» **WHAT THE TASK ASKS**
Update the material below so that "white column wall" reads "white pillar" everywhere it occurs, changing nothing else. Omit the pictures from your answer.
** begin RECORDS SUPPLIED **
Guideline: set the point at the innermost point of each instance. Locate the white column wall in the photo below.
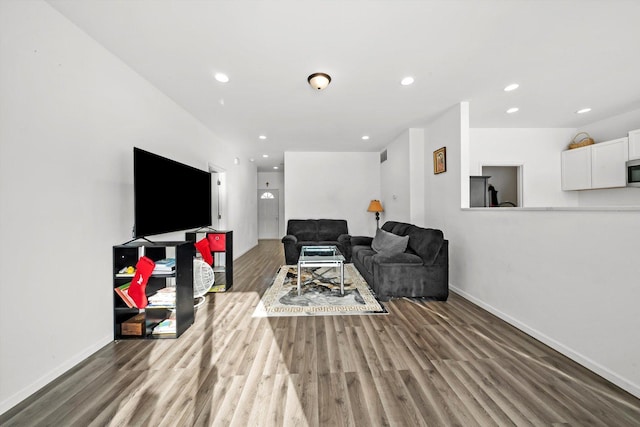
(70, 114)
(568, 278)
(395, 181)
(276, 182)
** end RECORDS SUPPLIED **
» **FINAL RESULT**
Guideline: set the point at the innermost point of each instance. Locate the white pillar in the photo below.
(70, 114)
(568, 278)
(395, 181)
(276, 182)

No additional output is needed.